→ Exercise goal
Render every line of the records below as a JSON list of strings, with one string per line and blank lines omitted.
--- Start ---
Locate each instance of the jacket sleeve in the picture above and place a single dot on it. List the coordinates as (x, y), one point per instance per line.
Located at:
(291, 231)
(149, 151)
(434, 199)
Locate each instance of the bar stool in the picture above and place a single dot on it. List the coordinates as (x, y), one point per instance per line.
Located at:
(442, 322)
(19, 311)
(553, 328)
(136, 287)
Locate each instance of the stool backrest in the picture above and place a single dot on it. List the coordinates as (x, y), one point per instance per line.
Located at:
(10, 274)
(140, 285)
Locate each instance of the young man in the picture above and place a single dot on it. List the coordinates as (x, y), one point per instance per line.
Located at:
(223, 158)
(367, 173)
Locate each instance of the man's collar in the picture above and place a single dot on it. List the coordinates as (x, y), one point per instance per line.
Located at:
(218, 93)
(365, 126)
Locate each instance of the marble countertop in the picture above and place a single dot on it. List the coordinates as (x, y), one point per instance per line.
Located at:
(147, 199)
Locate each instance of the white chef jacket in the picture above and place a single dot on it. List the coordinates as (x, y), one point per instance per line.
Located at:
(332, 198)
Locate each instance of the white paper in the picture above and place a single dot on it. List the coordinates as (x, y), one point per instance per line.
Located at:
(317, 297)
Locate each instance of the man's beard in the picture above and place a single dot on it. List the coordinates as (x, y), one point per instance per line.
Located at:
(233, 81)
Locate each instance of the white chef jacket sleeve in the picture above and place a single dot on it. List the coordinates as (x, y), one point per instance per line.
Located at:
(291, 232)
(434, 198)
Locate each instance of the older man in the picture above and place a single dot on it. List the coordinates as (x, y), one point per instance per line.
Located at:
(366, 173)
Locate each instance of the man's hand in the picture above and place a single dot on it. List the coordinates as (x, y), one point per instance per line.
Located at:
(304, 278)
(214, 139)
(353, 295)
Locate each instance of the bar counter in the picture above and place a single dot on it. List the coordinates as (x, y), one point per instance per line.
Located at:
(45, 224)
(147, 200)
--- End ---
→ Reply to the exercise
[
  "Locate each instance of the jacket sleeve in the picture above and place a single dot on it. List the coordinates as (x, y), one point per instance per line.",
  "Located at:",
  "(291, 231)",
  "(149, 151)",
  "(434, 199)",
  "Locate each instance of the bar stool in the picture above and place a single dot on it. List the coordinates as (x, y), one point per instance per line.",
  "Located at:",
  "(442, 322)",
  "(19, 311)",
  "(553, 328)",
  "(136, 287)",
  "Locate each instance of the stool backrest in the picture above and place a single dot on it. List the coordinates as (x, y), one point per instance per line.",
  "Located at:",
  "(10, 274)",
  "(140, 285)",
  "Locate each instance of the young man in the picture above and place a single dot on it. List the coordinates as (x, y), one point per instance per line.",
  "Located at:",
  "(223, 158)",
  "(367, 173)",
  "Locate each instance of the man's collar in the picture above and place a single dot on it. List the coordinates as (x, y), one point per instance per line.",
  "Located at:",
  "(218, 93)",
  "(365, 126)",
  "Locate each instance of the marble countertop in the picture above and place a single dot on it. List the coordinates as (x, y), one point per instance per line.",
  "Located at:",
  "(147, 199)",
  "Locate each instance of the white chef jacket in the picture above and place a single dot on it. List the coordinates as (x, y), one point per instance per line.",
  "Located at:",
  "(332, 198)",
  "Locate each instance of the white paper in the picture above and place a single dot on it. List the coordinates as (x, y), one point per instance per line.",
  "Located at:",
  "(317, 297)",
  "Locate each instance of the man's beard in the picture above and place a single dot on it. List the coordinates as (x, y), one point per instance per line.",
  "Located at:",
  "(233, 81)",
  "Locate each instance of the white chef jacket sleeve in the picture above and place a single dot on it. List the coordinates as (x, y), one point per instance per line.",
  "Located at:",
  "(291, 232)",
  "(434, 198)",
  "Locate each instance of the older man in the picture above and place a single dot on it. List the coordinates as (x, y), one point per instance per line.",
  "Located at:",
  "(366, 173)",
  "Locate each instance of the man's hand in the picture above and place a single dot on it. List the coordinates as (x, y), one point per instance per line.",
  "Located at:",
  "(304, 278)",
  "(214, 139)",
  "(353, 295)",
  "Locate each instance of the bar counter in the picture above and place a single dot on it. List the coordinates as (x, y), one point per instance per line.",
  "Located at:",
  "(45, 224)",
  "(147, 200)"
]